## EXERCISE AIM:
Print the whole listing, unchanged.
*** SOURCE MATERIAL Section Begins ***
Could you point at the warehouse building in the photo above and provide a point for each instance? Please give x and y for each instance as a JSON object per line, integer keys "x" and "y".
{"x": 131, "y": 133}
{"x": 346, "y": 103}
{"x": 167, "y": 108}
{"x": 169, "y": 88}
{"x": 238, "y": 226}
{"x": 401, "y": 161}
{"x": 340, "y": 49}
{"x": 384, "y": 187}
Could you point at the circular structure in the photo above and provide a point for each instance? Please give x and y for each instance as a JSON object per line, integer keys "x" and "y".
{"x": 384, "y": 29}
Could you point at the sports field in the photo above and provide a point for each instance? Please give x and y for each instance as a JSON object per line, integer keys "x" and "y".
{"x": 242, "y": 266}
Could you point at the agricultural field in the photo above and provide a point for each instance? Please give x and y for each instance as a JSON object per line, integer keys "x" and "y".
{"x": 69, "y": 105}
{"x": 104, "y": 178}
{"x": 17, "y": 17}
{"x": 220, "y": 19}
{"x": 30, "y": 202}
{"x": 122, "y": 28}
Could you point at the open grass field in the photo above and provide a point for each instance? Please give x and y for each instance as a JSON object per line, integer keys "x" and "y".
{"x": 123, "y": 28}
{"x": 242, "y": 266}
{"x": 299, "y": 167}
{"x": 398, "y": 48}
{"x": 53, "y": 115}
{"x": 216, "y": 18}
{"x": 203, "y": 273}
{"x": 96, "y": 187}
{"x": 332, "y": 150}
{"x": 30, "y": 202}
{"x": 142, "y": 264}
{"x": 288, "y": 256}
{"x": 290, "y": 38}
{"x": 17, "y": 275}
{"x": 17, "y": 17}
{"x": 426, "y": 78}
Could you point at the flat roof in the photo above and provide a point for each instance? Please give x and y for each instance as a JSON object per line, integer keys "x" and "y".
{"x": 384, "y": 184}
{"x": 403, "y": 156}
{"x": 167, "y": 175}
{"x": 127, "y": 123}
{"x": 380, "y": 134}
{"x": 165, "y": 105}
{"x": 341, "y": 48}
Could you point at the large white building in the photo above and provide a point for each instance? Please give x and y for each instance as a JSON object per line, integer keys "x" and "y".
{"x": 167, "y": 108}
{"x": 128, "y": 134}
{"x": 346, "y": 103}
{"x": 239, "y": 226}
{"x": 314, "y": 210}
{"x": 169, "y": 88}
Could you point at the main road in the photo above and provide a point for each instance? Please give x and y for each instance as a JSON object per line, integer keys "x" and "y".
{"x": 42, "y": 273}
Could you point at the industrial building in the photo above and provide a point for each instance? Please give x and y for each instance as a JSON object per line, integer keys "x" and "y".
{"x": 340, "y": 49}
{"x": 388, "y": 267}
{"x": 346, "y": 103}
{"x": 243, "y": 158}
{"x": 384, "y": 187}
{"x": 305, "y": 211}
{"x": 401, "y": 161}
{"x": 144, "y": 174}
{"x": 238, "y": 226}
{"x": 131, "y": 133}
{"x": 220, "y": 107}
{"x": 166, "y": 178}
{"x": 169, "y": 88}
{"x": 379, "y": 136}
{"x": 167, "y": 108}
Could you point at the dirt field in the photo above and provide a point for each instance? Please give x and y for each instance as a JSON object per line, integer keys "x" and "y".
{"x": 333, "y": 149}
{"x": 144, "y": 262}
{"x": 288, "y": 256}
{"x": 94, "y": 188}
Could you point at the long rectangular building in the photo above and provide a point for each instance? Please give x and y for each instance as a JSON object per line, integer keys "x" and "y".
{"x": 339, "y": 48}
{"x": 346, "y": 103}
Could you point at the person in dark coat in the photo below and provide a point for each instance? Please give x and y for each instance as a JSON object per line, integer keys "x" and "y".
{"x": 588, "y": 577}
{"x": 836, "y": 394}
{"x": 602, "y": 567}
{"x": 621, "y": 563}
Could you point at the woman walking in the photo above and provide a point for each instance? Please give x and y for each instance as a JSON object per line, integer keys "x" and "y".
*** SOURCE MATERIAL Section Ends ***
## SOLUTION:
Could you point at the warehouse building in the photo above and provide a point for each instance? Please give x and y for each instance as a JSON object per line, integer keys "x" and "y".
{"x": 131, "y": 133}
{"x": 346, "y": 103}
{"x": 167, "y": 108}
{"x": 169, "y": 88}
{"x": 238, "y": 226}
{"x": 401, "y": 161}
{"x": 340, "y": 49}
{"x": 384, "y": 187}
Could you point at the circular structure in the photo above and provide a point for each instance? Please give x and y for each instance as a JSON object per line, integer keys "x" and "y".
{"x": 384, "y": 29}
Could you point at the sports field in the photo above and provide a point for each instance? Please give x and y for each instance as a JSON object per line, integer keys "x" and "y".
{"x": 242, "y": 266}
Could you point at the agricultural field in the photo above and provide a point for each instance? Please give x and y for each instance as a JSON object per line, integer keys "x" and "y".
{"x": 69, "y": 105}
{"x": 104, "y": 178}
{"x": 17, "y": 17}
{"x": 220, "y": 19}
{"x": 30, "y": 202}
{"x": 122, "y": 28}
Could you point at the open grass field in the photo above and provide a point for each instance? Please give x and y for each instance as a JSON object per line, integer keys "x" and "y".
{"x": 123, "y": 28}
{"x": 242, "y": 266}
{"x": 299, "y": 167}
{"x": 398, "y": 48}
{"x": 53, "y": 115}
{"x": 216, "y": 18}
{"x": 203, "y": 273}
{"x": 96, "y": 187}
{"x": 332, "y": 150}
{"x": 30, "y": 202}
{"x": 142, "y": 264}
{"x": 288, "y": 256}
{"x": 290, "y": 38}
{"x": 17, "y": 275}
{"x": 17, "y": 17}
{"x": 426, "y": 78}
Could you point at the flat roof in the photo above and provide a point for each instance? Please give x and y for each instance as a JSON object per line, integer keys "x" and "y".
{"x": 384, "y": 184}
{"x": 403, "y": 156}
{"x": 167, "y": 175}
{"x": 127, "y": 123}
{"x": 380, "y": 134}
{"x": 165, "y": 105}
{"x": 341, "y": 48}
Could you point at the large white building in the photo above and provide a point for each instance? Please give x and y for each instance as a JSON object per line, integer keys "x" and "y".
{"x": 167, "y": 108}
{"x": 128, "y": 134}
{"x": 346, "y": 103}
{"x": 239, "y": 226}
{"x": 314, "y": 210}
{"x": 169, "y": 88}
Could you point at the main road in the photo above and provide a point for each instance? Please give x and y for each instance as a JSON object per line, integer keys "x" and "y".
{"x": 42, "y": 273}
Could you point at the industrial building in the photo above and provide a point for each instance? Please give x and y for each instance as a JSON object per line, integer keys "x" and "y".
{"x": 340, "y": 49}
{"x": 388, "y": 267}
{"x": 346, "y": 103}
{"x": 243, "y": 158}
{"x": 384, "y": 187}
{"x": 305, "y": 211}
{"x": 401, "y": 161}
{"x": 144, "y": 174}
{"x": 238, "y": 226}
{"x": 131, "y": 133}
{"x": 220, "y": 107}
{"x": 166, "y": 178}
{"x": 169, "y": 88}
{"x": 379, "y": 136}
{"x": 167, "y": 108}
Could you point at the dirt field in the photo above and provide a point for each instance? Please give x and y for each instance as a JSON object per line, integer keys "x" and "y".
{"x": 333, "y": 149}
{"x": 144, "y": 262}
{"x": 288, "y": 256}
{"x": 94, "y": 188}
Could you point at the long rectangular building in the photo above and provide a point for each instance? Please give x and y for each instance as a JSON object per line, integer keys "x" and "y".
{"x": 339, "y": 48}
{"x": 346, "y": 103}
Could you point at the person in dark coat in the photo below and provide a point for each instance? Please give x and y for each instance as a JSON object per line, integer keys "x" and "y".
{"x": 588, "y": 577}
{"x": 836, "y": 394}
{"x": 602, "y": 567}
{"x": 621, "y": 563}
Could you point at the woman walking in the photo above and provide a point for each instance? Please give x and y for each instance as a JSON object per line, integer keys "x" and "y".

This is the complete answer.